**** MATERIAL FOR THIS EXERCISE ****

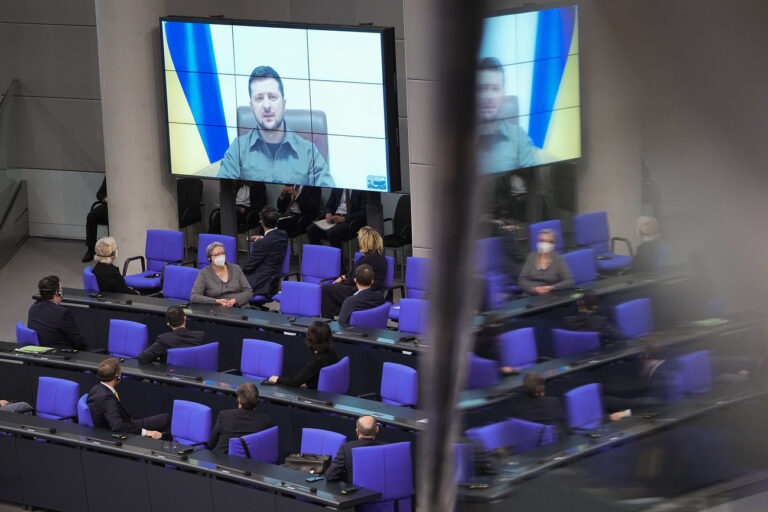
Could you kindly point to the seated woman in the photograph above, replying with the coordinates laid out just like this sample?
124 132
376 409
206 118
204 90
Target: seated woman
372 248
107 274
220 282
545 270
320 342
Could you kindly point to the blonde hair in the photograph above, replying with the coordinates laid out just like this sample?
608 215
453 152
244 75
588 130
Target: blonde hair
105 248
370 240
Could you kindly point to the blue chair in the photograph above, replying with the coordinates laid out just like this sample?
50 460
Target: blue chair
204 357
127 339
375 318
162 248
414 316
634 318
300 298
178 282
591 231
25 335
90 283
554 225
84 412
388 470
205 239
261 359
566 343
190 423
517 348
584 406
335 378
321 442
482 372
57 398
399 385
261 446
582 265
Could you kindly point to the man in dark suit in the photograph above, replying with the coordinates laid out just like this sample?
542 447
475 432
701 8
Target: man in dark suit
264 265
55 325
239 422
108 412
179 337
341 466
364 298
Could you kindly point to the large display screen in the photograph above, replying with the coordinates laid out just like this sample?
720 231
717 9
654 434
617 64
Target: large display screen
275 103
528 109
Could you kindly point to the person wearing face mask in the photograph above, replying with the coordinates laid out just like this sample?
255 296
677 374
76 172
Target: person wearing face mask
545 270
107 274
221 282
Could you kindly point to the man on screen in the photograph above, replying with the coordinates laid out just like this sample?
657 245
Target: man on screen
502 144
272 152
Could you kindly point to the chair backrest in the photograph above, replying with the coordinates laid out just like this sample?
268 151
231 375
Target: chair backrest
57 398
584 406
205 239
634 318
204 357
262 446
190 422
386 469
90 283
566 343
163 246
554 225
319 262
178 282
261 359
399 384
416 277
414 316
482 372
25 335
321 442
375 317
582 265
84 412
127 339
335 378
517 348
300 298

****

#### REQUIREMENTS
Please output every line of the rows above as a Markdown table with two columns, No. and Line, numbering the lines in order and skipping any blank ones. Leave the pictures out.

#### WORKED SOLUTION
| No. | Line |
|---|---|
| 1 | Could you kindly point to the seated woman in the photograph above, replying with the coordinates laid out just like this sample? |
| 2 | 124 132 |
| 3 | 376 409 |
| 4 | 206 118 |
| 5 | 204 90 |
| 6 | Target: seated woman |
| 7 | 372 248 |
| 8 | 107 274 |
| 9 | 220 282 |
| 10 | 545 270 |
| 11 | 320 342 |
| 12 | Could you kindly point to the blonde hair in the photograph above, replying with the coordinates laid out just like this sample? |
| 13 | 608 215 |
| 14 | 453 152 |
| 15 | 244 75 |
| 16 | 588 130 |
| 17 | Target: blonde hair |
| 18 | 105 248 |
| 19 | 370 240 |
| 20 | Could you kindly point to the blue chair in the photograph above, replying with the coordinates laid out just like this sample? |
| 21 | 50 460 |
| 22 | Target: blue chair |
| 23 | 204 357 |
| 24 | 127 339 |
| 25 | 375 318 |
| 26 | 162 248 |
| 27 | 414 316 |
| 28 | 634 318 |
| 29 | 300 298 |
| 30 | 178 282 |
| 31 | 591 231 |
| 32 | 25 335 |
| 33 | 90 283 |
| 34 | 554 225 |
| 35 | 84 412 |
| 36 | 388 470 |
| 37 | 205 239 |
| 38 | 261 359 |
| 39 | 566 343 |
| 40 | 190 423 |
| 41 | 517 348 |
| 42 | 584 406 |
| 43 | 335 378 |
| 44 | 321 442 |
| 45 | 482 372 |
| 46 | 57 398 |
| 47 | 399 385 |
| 48 | 261 446 |
| 49 | 582 265 |
| 50 | Could you kindly point to the man in dark suit in the photograph above, replying with the coordinates laid out just like this sample? |
| 51 | 542 447 |
| 52 | 475 432 |
| 53 | 701 8 |
| 54 | Target: man in dark suit |
| 55 | 264 265 |
| 56 | 55 325 |
| 57 | 239 422 |
| 58 | 108 412 |
| 59 | 179 337 |
| 60 | 341 466 |
| 61 | 364 298 |
| 62 | Could you kindly point to the large display screen in the photograph above, replying with the coordinates laid out just like this sample? |
| 63 | 720 231 |
| 64 | 717 9 |
| 65 | 654 434 |
| 66 | 617 64 |
| 67 | Target: large display screen |
| 68 | 275 103 |
| 69 | 528 109 |
| 70 | Could you kindly point to the person wearing face mask in the photograph above, replying with the coordinates laid out just like this sample? |
| 71 | 255 296 |
| 72 | 677 374 |
| 73 | 76 172 |
| 74 | Target: person wearing face mask |
| 75 | 545 270 |
| 76 | 107 274 |
| 77 | 221 282 |
| 78 | Could you kindly point to the man on screen in the photograph above, replying with the coordinates laid out just like this sample? |
| 79 | 657 245 |
| 80 | Target: man on screen |
| 81 | 502 144 |
| 82 | 272 152 |
| 83 | Could you kindly point to the chair backrest in the photograph above, replying with the coordinates laid out just like this sample? |
| 84 | 268 151 |
| 85 | 231 375 |
| 86 | Target: chair backrest |
| 87 | 57 398 |
| 88 | 584 406 |
| 89 | 205 239 |
| 90 | 634 318 |
| 91 | 204 357 |
| 92 | 262 446 |
| 93 | 190 422 |
| 94 | 386 469 |
| 95 | 90 283 |
| 96 | 566 343 |
| 97 | 163 246 |
| 98 | 554 225 |
| 99 | 319 262 |
| 100 | 178 282 |
| 101 | 261 359 |
| 102 | 399 384 |
| 103 | 416 277 |
| 104 | 414 316 |
| 105 | 482 372 |
| 106 | 25 335 |
| 107 | 321 442 |
| 108 | 375 317 |
| 109 | 582 265 |
| 110 | 84 412 |
| 111 | 127 339 |
| 112 | 335 378 |
| 113 | 517 348 |
| 114 | 300 298 |